***** Input

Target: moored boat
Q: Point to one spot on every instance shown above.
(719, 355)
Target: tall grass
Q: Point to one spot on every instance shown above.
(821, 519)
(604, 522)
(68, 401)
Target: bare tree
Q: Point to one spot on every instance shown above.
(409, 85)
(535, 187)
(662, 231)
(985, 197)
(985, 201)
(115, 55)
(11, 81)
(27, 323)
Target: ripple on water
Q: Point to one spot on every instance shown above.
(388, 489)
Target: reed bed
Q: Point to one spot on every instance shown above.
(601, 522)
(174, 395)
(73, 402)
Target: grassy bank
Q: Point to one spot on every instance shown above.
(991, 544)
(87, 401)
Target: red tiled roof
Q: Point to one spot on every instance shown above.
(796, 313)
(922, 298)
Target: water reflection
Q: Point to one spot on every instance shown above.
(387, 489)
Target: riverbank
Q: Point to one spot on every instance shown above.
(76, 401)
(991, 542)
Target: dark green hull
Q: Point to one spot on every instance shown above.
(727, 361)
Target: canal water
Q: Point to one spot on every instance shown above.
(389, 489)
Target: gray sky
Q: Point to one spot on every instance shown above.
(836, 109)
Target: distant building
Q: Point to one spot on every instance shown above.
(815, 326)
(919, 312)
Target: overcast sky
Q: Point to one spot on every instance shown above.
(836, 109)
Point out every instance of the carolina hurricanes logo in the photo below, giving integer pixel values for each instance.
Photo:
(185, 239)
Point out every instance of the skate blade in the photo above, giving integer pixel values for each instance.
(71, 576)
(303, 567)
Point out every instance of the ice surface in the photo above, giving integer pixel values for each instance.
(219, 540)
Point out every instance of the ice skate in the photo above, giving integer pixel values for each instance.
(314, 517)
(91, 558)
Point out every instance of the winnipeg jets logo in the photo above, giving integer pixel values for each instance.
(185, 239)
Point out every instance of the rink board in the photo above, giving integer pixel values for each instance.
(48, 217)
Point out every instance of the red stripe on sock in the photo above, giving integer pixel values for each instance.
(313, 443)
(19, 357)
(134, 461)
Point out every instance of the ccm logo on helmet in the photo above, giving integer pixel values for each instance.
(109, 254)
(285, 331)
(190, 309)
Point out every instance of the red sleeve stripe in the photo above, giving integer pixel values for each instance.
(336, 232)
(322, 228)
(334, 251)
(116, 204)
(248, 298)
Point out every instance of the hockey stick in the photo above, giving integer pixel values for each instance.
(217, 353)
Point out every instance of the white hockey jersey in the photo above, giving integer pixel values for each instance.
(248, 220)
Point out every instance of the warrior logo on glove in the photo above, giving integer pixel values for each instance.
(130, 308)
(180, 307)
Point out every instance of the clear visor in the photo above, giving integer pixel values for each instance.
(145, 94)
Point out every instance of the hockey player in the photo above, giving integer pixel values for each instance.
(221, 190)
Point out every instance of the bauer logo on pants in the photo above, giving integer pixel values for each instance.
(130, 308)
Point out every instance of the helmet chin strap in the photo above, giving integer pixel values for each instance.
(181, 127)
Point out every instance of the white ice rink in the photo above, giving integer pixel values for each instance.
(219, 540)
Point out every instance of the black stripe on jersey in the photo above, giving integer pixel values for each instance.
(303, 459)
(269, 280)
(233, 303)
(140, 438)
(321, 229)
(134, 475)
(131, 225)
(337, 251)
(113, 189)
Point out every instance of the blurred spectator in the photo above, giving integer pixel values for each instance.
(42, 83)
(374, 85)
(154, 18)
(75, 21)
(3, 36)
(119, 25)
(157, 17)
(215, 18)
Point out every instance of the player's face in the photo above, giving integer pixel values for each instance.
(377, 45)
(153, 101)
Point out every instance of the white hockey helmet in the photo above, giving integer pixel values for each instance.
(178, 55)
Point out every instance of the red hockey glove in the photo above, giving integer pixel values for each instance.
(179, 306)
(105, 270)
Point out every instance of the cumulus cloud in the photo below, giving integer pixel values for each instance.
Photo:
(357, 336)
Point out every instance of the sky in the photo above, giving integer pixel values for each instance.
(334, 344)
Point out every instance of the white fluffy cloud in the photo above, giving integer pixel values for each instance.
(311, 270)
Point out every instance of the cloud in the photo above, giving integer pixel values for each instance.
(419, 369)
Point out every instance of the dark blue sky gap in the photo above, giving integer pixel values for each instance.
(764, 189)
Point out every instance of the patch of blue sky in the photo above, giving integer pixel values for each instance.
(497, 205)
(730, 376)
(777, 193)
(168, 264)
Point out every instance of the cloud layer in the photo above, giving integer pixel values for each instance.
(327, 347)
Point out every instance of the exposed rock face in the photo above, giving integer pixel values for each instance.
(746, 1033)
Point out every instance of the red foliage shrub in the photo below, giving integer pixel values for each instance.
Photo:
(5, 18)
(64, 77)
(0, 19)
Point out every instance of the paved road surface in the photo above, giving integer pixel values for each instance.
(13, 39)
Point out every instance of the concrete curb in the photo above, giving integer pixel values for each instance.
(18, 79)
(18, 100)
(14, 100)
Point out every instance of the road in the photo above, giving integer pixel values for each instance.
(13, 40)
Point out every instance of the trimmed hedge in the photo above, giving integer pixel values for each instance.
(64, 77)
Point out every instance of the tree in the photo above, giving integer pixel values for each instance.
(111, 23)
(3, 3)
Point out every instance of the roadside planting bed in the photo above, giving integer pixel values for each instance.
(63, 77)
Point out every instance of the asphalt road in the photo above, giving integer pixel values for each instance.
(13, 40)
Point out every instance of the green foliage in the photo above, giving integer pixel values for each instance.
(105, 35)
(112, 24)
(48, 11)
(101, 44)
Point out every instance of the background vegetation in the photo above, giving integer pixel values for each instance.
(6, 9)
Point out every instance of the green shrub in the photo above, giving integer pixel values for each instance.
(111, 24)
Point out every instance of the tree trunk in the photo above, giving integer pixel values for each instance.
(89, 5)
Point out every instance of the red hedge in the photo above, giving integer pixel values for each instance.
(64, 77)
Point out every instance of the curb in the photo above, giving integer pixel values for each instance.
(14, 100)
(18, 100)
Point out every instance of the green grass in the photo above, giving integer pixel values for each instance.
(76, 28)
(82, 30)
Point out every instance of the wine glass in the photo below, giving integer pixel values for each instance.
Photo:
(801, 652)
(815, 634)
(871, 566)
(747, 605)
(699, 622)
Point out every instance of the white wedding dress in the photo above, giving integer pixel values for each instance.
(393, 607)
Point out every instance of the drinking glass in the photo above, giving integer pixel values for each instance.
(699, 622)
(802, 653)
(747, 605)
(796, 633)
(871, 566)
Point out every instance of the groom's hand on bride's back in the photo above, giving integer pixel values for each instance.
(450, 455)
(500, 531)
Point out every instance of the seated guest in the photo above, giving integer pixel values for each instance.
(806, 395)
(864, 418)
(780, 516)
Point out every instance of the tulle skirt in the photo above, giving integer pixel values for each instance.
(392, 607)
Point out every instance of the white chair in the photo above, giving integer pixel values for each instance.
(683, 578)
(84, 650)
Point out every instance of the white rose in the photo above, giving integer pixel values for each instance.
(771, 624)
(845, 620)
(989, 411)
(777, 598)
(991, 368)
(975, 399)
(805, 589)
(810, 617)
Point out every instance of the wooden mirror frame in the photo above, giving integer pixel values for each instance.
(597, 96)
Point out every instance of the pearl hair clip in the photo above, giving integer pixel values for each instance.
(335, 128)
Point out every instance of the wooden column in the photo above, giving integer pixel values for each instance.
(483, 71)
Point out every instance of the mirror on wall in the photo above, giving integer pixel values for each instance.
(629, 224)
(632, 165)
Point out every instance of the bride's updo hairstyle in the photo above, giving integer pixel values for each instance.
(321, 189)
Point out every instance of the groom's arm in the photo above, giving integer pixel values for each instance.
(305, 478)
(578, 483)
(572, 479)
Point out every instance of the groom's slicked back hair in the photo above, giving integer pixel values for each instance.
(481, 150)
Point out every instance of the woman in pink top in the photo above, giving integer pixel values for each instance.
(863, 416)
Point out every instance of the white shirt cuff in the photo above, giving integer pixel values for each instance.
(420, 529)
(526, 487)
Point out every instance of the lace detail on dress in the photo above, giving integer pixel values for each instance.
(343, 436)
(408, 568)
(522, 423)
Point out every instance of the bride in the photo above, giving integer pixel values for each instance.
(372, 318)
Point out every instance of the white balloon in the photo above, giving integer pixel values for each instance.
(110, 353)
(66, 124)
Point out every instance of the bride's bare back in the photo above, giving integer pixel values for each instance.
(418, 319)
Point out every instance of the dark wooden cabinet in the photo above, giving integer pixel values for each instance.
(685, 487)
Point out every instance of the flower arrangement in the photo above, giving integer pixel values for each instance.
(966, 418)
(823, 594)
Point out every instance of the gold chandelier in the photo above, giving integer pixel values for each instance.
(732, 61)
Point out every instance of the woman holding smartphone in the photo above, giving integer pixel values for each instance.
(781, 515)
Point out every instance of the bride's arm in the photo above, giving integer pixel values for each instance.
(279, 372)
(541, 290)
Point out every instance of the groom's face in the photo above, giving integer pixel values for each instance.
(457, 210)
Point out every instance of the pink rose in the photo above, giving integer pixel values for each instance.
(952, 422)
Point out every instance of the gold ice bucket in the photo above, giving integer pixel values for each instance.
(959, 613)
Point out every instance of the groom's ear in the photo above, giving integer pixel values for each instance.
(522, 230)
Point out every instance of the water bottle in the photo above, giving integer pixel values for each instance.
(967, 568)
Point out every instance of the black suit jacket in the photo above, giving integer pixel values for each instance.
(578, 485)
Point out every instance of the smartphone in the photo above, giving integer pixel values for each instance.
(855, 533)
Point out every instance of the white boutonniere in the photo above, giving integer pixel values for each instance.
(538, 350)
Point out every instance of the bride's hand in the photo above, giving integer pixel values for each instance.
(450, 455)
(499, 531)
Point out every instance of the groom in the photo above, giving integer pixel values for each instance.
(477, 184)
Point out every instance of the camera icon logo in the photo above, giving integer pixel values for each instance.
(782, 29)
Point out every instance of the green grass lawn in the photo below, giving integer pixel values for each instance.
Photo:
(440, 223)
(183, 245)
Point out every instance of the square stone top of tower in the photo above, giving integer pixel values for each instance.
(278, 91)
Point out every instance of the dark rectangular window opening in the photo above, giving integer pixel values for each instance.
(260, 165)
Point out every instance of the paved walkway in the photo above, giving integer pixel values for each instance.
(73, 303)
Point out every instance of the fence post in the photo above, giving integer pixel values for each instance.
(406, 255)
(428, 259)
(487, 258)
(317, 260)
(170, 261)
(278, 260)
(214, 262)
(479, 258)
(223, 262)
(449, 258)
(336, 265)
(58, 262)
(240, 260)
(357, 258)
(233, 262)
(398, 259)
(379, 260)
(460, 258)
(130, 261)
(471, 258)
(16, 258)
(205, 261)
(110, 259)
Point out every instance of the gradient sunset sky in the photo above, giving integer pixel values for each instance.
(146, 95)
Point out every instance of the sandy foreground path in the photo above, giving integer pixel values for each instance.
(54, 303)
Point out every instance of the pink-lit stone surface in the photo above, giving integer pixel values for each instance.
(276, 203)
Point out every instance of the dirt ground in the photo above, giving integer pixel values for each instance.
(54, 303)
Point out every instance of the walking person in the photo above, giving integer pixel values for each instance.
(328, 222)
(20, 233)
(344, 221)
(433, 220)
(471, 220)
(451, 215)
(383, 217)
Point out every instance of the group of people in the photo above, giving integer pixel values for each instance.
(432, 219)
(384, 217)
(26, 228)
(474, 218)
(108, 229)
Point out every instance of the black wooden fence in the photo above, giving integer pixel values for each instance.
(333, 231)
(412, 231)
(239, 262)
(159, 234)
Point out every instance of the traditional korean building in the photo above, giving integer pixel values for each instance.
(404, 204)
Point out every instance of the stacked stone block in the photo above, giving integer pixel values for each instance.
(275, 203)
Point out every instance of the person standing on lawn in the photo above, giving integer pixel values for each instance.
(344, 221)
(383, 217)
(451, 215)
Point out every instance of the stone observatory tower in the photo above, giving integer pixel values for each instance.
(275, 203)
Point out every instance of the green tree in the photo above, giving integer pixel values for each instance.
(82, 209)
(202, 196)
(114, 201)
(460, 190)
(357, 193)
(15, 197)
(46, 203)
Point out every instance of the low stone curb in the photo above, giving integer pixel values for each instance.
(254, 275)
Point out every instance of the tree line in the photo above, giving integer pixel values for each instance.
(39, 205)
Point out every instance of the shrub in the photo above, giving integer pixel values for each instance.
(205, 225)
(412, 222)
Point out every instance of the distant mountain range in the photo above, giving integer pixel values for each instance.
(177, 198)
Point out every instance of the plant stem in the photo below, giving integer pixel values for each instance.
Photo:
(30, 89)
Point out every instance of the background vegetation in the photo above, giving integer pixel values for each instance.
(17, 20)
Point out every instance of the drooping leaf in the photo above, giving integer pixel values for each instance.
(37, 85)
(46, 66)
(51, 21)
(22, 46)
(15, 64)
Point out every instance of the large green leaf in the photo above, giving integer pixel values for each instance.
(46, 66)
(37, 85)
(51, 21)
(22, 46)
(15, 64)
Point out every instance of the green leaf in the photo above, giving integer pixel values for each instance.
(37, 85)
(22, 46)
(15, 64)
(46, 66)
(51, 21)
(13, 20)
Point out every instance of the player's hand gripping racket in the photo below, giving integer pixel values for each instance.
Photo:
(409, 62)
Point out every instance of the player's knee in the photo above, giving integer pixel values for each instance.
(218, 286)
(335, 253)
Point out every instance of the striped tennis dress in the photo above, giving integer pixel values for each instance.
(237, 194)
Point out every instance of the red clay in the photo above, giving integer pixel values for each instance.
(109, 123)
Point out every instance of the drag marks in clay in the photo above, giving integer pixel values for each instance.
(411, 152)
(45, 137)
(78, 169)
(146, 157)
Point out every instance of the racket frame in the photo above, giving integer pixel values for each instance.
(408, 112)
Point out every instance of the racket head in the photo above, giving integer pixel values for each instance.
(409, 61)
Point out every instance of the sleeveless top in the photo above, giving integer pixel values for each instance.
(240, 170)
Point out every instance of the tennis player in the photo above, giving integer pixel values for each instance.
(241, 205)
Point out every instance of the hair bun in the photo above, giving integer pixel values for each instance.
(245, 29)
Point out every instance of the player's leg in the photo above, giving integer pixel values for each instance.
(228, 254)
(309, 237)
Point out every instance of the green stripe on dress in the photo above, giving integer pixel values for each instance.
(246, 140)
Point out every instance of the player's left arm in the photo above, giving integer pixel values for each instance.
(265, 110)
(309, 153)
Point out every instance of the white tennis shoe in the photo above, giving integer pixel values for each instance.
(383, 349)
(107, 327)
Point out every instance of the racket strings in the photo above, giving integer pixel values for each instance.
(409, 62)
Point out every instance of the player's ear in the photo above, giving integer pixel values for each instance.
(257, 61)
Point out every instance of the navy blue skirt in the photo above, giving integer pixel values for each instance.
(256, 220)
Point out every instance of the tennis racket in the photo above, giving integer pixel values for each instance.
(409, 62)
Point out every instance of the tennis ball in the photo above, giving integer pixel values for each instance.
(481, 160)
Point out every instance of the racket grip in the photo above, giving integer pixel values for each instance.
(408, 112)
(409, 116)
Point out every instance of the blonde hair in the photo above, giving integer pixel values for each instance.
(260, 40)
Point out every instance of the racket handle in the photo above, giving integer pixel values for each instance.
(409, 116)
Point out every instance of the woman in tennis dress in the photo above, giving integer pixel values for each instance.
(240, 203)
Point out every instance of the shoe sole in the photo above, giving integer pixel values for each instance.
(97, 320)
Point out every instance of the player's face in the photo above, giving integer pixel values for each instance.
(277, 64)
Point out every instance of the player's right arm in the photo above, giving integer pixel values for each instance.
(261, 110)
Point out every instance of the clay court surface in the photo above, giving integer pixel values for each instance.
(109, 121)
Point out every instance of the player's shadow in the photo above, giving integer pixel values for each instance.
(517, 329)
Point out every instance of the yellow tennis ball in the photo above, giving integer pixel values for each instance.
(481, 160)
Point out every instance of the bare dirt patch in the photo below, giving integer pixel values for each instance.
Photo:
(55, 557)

**********

The exercise:
Begin at the line that has "Point out every instance of the bare" and stop at the last of the lines. Write that stretch out again with "dirt patch" switched to "gravel patch" and everything else left unchanged.

Answer:
Point out every instance of the bare gravel patch in the photo below, giving integer pixel values for each instance.
Photo:
(55, 557)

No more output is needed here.